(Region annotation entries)
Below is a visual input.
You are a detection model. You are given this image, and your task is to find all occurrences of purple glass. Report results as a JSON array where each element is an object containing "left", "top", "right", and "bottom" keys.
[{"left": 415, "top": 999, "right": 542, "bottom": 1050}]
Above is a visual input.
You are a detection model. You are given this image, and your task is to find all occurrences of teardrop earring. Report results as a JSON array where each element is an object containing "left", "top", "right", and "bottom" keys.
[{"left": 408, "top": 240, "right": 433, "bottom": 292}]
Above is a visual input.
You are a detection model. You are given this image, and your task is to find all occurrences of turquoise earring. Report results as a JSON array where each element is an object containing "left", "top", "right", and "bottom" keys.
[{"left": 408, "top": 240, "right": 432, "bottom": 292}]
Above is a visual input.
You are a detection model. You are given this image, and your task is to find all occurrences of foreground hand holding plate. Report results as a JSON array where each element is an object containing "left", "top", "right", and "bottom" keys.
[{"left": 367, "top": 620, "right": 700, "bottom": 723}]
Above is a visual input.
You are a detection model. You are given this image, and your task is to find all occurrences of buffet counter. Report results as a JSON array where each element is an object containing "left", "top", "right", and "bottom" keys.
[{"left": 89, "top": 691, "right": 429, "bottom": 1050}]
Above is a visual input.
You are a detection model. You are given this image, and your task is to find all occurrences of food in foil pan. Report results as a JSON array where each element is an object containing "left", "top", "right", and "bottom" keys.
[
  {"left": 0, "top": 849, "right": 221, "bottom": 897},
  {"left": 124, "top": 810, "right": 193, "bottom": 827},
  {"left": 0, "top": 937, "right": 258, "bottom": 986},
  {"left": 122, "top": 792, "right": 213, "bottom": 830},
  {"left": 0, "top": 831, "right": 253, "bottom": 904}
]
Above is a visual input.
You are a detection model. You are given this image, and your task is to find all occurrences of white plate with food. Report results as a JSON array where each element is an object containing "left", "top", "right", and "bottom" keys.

Given problem -
Return every row above that contains the string "task", matching case exactly.

Exercise response -
You are a detection model. You are given this image, and your task is to find all occurrences of purple glass. Report results as a JSON array where each element is an object containing "left", "top", "right", and "bottom" keys.
You are a detection model. You are given this image, and your task is to find all occurrences of teardrop earring. Report results as a JSON array where each element is an object containing "left", "top", "right", and "bottom" keys.
You are a detection model. You are given this image, and your task is to find all occurrences of turquoise earring. Report results as a JSON array where each element is an object containing "left", "top", "right", and "bottom" keys.
You are a detection model. You are given this image, and your task is to find all occurrences of foreground hand holding plate. Report results as a JSON array where each element is an object containing "left", "top", "right", and "bottom" keys.
You are a detection model. You are given this image, and your task is to find all occurrences of buffet counter. Report results as a JSON array where each element is an object containing "left", "top", "right", and "bottom" keys.
You are a detection model. You are given this image, and your task is to find all occurrences of food in foil pan. Report results as a JSON array where each element is an object containing "left", "top", "right", and "bottom" keys.
You are a detection model. You are given this image, and your task is to find all occurrences of white plate with food. Report results as a JSON array where each element is an object containing "left", "top", "right", and "bottom" keys.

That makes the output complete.